The lines wanted are those in the data below that include "wall".

━━━━━━━━━━━━━━━━━━━━

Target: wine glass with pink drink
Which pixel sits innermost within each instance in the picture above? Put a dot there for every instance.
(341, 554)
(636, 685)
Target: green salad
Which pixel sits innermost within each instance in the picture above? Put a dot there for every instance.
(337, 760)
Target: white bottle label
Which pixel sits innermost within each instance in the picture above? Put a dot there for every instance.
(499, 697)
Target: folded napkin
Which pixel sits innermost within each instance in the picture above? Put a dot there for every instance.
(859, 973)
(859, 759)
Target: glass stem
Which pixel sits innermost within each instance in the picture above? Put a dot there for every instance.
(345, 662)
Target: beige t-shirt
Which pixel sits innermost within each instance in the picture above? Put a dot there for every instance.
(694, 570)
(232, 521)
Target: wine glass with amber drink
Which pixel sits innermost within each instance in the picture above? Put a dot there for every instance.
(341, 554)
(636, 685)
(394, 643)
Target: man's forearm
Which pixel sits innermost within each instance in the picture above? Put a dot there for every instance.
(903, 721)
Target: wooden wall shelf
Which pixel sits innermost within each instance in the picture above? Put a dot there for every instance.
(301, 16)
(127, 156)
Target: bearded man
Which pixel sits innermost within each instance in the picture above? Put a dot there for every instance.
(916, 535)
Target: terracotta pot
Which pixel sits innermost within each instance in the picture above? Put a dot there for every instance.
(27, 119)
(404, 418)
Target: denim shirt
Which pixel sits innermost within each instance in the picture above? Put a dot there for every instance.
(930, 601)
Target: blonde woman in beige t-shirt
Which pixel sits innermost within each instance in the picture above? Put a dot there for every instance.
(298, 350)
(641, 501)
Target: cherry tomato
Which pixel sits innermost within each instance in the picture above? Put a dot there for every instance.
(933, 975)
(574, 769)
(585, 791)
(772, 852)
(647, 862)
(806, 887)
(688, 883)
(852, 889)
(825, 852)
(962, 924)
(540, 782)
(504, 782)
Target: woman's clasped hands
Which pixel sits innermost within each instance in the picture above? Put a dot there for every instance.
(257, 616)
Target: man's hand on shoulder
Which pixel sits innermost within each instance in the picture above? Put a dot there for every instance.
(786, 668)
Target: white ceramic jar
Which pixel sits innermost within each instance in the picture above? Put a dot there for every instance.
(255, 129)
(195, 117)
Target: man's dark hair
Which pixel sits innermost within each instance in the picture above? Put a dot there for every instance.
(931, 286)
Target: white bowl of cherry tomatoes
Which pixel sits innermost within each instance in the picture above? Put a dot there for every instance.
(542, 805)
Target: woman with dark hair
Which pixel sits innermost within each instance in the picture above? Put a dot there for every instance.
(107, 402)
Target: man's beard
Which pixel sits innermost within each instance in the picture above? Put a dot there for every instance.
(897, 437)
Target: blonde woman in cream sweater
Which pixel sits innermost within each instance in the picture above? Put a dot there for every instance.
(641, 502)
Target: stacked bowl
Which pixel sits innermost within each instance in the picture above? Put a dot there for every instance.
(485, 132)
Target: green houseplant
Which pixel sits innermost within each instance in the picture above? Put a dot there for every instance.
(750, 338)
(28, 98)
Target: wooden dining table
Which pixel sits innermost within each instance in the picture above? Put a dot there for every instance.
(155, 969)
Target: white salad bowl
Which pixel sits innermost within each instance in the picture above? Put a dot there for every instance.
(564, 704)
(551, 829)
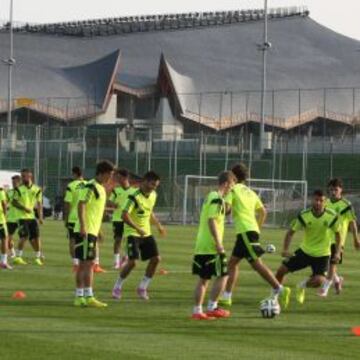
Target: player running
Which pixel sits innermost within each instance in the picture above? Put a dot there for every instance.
(347, 220)
(249, 215)
(117, 200)
(71, 201)
(3, 231)
(28, 197)
(320, 226)
(91, 206)
(210, 258)
(137, 216)
(12, 215)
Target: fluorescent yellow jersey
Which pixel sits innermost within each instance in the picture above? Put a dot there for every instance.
(12, 214)
(3, 198)
(212, 208)
(346, 214)
(72, 197)
(139, 207)
(244, 204)
(94, 196)
(319, 231)
(27, 196)
(119, 196)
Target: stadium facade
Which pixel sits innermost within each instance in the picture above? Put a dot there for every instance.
(178, 73)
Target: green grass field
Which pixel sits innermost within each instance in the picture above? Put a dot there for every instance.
(46, 326)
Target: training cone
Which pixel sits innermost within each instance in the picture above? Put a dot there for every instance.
(19, 295)
(163, 272)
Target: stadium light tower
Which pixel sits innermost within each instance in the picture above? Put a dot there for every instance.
(265, 46)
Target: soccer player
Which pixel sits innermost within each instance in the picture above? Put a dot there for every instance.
(3, 231)
(27, 197)
(347, 220)
(91, 206)
(137, 216)
(249, 215)
(210, 258)
(12, 215)
(117, 200)
(71, 201)
(320, 226)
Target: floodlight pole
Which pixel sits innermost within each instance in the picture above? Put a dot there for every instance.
(264, 48)
(10, 62)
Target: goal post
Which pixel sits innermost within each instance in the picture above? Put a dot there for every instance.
(283, 199)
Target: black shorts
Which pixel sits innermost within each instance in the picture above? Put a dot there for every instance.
(3, 231)
(207, 266)
(85, 247)
(301, 260)
(12, 227)
(247, 246)
(118, 229)
(332, 256)
(145, 247)
(70, 227)
(29, 229)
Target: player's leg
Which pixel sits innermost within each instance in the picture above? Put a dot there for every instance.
(148, 251)
(134, 255)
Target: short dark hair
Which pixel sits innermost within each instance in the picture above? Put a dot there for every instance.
(226, 176)
(335, 182)
(76, 171)
(122, 172)
(103, 167)
(240, 171)
(319, 192)
(151, 176)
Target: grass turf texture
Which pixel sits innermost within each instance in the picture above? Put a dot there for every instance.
(46, 326)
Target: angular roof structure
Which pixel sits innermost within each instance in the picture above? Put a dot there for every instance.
(209, 60)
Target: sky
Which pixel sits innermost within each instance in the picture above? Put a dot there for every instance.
(341, 16)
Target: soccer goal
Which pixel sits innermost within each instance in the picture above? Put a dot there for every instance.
(283, 199)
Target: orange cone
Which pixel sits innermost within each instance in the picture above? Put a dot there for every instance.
(19, 295)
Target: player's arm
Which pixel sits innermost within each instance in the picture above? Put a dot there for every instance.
(215, 235)
(155, 221)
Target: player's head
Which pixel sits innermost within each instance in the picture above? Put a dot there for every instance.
(226, 181)
(241, 172)
(335, 188)
(104, 170)
(26, 176)
(15, 180)
(318, 200)
(122, 177)
(150, 182)
(76, 172)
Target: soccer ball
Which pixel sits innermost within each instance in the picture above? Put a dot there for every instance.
(269, 308)
(270, 248)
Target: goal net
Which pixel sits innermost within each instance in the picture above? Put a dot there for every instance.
(283, 199)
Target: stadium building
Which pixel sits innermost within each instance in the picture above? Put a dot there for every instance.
(178, 73)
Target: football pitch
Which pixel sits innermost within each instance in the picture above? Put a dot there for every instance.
(45, 325)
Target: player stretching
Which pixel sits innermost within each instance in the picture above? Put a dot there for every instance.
(138, 216)
(249, 214)
(117, 200)
(210, 258)
(3, 231)
(91, 206)
(27, 197)
(347, 220)
(320, 225)
(71, 201)
(12, 215)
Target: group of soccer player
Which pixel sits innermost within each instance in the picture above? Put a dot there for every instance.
(20, 211)
(325, 225)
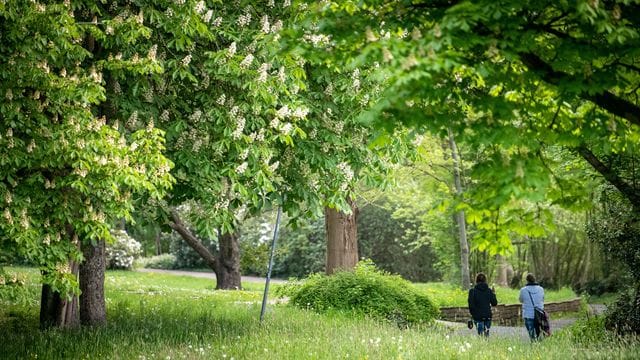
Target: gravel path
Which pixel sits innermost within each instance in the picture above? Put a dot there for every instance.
(208, 275)
(520, 331)
(459, 329)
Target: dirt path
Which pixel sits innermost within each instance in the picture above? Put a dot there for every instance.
(208, 275)
(520, 331)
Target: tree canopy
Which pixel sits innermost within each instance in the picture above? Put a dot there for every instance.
(517, 82)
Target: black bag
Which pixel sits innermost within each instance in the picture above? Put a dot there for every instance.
(542, 320)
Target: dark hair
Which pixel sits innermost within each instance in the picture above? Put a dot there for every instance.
(481, 278)
(531, 278)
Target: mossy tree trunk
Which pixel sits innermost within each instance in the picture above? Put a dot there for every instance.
(342, 238)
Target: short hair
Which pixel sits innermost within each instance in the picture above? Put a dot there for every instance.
(481, 278)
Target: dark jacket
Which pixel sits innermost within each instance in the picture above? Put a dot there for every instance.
(481, 298)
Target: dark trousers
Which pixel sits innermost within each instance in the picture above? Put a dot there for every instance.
(483, 326)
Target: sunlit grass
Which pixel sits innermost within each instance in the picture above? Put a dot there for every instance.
(154, 316)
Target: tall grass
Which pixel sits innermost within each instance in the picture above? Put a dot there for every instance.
(166, 317)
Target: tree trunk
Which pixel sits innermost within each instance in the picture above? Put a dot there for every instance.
(226, 265)
(93, 310)
(460, 218)
(502, 278)
(228, 272)
(158, 244)
(56, 311)
(342, 239)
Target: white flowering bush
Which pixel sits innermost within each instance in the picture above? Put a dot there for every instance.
(121, 253)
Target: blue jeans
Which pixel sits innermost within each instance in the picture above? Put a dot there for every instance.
(532, 328)
(483, 326)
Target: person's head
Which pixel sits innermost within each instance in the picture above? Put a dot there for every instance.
(481, 278)
(531, 278)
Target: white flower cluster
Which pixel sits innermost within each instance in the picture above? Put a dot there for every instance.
(346, 170)
(187, 60)
(263, 72)
(121, 253)
(317, 39)
(231, 50)
(246, 62)
(264, 24)
(207, 17)
(217, 22)
(237, 133)
(164, 117)
(196, 116)
(242, 168)
(276, 27)
(244, 19)
(151, 55)
(200, 7)
(355, 76)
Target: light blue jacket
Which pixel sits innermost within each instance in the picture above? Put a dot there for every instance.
(537, 294)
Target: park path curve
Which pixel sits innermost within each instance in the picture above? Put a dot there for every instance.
(520, 331)
(207, 275)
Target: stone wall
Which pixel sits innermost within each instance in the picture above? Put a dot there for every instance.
(510, 314)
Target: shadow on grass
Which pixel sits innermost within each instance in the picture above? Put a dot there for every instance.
(131, 327)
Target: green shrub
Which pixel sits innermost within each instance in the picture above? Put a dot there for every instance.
(186, 257)
(367, 291)
(164, 261)
(587, 331)
(122, 251)
(624, 316)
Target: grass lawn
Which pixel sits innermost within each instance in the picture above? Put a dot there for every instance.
(153, 316)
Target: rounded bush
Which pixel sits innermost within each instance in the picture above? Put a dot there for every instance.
(122, 251)
(367, 291)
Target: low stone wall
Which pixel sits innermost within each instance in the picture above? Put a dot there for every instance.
(510, 314)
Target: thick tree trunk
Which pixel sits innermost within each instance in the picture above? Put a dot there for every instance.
(93, 310)
(342, 239)
(460, 218)
(158, 244)
(228, 272)
(226, 265)
(56, 311)
(502, 278)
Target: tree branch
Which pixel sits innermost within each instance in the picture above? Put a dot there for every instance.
(606, 100)
(194, 242)
(632, 194)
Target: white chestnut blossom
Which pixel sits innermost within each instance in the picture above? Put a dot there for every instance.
(200, 7)
(152, 52)
(277, 26)
(242, 168)
(164, 117)
(246, 62)
(231, 50)
(186, 60)
(208, 16)
(264, 23)
(240, 122)
(262, 71)
(244, 19)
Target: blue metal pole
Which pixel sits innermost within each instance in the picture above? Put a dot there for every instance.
(273, 246)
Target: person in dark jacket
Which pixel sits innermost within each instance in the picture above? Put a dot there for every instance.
(481, 299)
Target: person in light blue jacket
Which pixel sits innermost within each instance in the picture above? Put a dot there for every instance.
(531, 295)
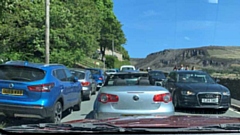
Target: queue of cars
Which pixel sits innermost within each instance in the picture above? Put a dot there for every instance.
(46, 91)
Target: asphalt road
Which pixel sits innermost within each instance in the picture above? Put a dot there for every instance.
(87, 107)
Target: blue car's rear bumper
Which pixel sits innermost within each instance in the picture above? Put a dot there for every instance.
(33, 111)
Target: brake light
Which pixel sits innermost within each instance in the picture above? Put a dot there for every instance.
(85, 83)
(106, 98)
(41, 87)
(165, 97)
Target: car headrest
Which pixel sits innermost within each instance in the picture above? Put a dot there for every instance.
(119, 82)
(144, 82)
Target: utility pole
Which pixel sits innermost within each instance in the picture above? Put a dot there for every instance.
(113, 47)
(47, 12)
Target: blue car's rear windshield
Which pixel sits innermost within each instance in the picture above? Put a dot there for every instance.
(20, 73)
(79, 75)
(95, 71)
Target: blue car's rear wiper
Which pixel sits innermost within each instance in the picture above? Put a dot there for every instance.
(63, 128)
(106, 127)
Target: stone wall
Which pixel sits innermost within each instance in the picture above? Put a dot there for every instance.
(233, 85)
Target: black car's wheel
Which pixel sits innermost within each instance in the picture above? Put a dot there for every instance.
(77, 107)
(175, 101)
(94, 91)
(222, 111)
(57, 113)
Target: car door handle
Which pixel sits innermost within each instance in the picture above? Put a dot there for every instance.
(61, 87)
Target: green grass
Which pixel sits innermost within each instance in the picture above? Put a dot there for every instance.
(88, 62)
(225, 53)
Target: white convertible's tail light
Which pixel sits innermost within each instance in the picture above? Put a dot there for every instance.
(165, 97)
(106, 98)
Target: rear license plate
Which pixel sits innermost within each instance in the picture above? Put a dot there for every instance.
(12, 92)
(213, 100)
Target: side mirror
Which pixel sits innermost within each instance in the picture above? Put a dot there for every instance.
(158, 84)
(75, 79)
(171, 80)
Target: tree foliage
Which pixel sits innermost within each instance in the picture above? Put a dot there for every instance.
(77, 29)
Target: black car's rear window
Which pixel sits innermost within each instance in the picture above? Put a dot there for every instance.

━━━━━━━━━━━━━━━━━━━━

| SOLUTION BELOW |
Target: wooden wall shelf
Target: stone wall
Target: low stone wall
Target: stone wall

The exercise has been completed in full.